• _TASK SET_:
1 - In the email below, list every kind of network hardware it names.
2 - In the email below, rewrite the paragraph beginning "1) If IP checksums are computed" as a short bulleted list that keeps its main facts.
══ SOURCE PASSAGE
Thanks Andy,
Indeed, 2 would be the best outcome, I'll keep you posted. I did not know about
routers being able to do compression. If we identify a specific site as the
culprit and it is not consistently reproducible it probably will hint at network
issue on the route fromt that site to UCSD.
Matevz
On 10/08/14 19:01, Andrew Hanushevsky wrote:
> Hi Matevz,
>
> I've seen two different aspects of this in the past...
>
> 1) If IP checksums are computed on the card or if a switch in your network is
> compressing the data because it knows the other switch knows how to decompress
> it, then it's possible that certain sequences of bits may cause the wrong
> checksum to be computed or may, in fact, flip bits. The ones I've seen is where
> long lengths of a particular bit (1 or 0) is transmitted. Hard to pin down and
> you would need the manufacturer to work with you on this (well, at least they
> can tell you if they have seen this problem).
>
> 2) Indeed, we have seen that some sites have files that are corrupted and,
> unfortunately, you get to pick from them on certain days and get corrupted data.
════
══ STORED DATA
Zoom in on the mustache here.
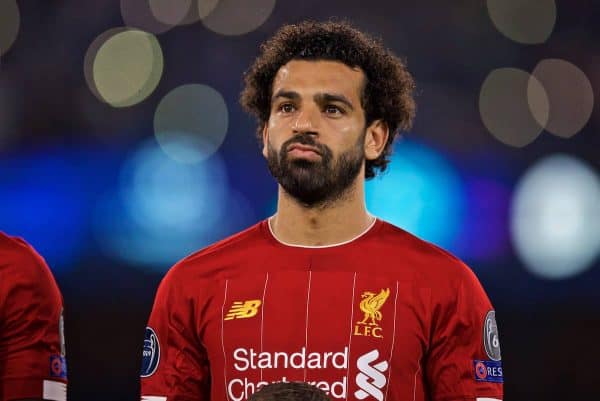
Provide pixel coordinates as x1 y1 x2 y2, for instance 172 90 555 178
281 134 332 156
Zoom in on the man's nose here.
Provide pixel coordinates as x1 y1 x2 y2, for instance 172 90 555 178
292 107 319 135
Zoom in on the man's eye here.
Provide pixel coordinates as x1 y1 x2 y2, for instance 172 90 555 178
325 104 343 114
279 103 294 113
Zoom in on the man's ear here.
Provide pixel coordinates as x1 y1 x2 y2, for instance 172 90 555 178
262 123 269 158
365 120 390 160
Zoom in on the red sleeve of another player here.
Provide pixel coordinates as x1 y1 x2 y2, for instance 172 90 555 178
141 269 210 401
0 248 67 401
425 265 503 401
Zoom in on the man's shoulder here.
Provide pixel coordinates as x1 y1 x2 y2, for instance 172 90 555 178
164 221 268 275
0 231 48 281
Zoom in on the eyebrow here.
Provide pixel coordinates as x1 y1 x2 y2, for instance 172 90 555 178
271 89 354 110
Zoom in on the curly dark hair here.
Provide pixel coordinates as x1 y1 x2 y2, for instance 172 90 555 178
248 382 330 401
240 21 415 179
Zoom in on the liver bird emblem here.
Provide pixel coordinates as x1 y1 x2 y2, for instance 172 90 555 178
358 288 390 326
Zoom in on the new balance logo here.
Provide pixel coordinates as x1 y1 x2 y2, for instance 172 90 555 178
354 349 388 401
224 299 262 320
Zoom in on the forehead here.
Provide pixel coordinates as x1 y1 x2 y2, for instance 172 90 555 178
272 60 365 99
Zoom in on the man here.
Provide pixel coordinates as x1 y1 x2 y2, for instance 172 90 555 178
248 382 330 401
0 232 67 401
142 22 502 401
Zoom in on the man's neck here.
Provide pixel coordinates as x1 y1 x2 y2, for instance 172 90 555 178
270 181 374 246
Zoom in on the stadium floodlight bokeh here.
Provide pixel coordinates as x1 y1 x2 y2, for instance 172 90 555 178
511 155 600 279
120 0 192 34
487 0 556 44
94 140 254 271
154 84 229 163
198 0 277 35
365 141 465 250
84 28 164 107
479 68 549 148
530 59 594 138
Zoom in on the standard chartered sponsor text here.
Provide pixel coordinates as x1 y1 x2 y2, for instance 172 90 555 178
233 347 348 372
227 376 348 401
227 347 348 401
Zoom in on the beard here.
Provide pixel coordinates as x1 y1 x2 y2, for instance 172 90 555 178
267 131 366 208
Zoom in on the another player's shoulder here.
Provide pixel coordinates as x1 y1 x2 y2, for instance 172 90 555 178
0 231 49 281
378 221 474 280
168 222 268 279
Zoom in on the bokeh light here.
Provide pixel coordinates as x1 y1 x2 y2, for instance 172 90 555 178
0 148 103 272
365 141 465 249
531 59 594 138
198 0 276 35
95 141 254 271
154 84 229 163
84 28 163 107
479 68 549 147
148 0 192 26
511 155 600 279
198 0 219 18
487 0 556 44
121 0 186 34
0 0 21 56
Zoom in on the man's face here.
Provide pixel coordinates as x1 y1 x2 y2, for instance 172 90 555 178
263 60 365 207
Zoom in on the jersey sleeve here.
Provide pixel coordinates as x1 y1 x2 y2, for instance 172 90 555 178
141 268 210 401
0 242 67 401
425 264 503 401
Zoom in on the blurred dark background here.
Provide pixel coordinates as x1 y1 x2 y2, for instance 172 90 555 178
════
• _RESPONSES BY TASK_:
1 -
- Routers
- Card
- Switch

2 -
- Cause: IP checksums may be computed on the card, or a network switch may compress data because it knows the other switch can decompress it.
- Effect: certain bit sequences may cause a wrong checksum to be computed or may flip bits.
- Cases seen: long runs of one bit value (1 or 0) being transmitted.
- Difficulty: the problem is hard to pin down and needs the manufacturer's help, who can at least say whether they have seen it.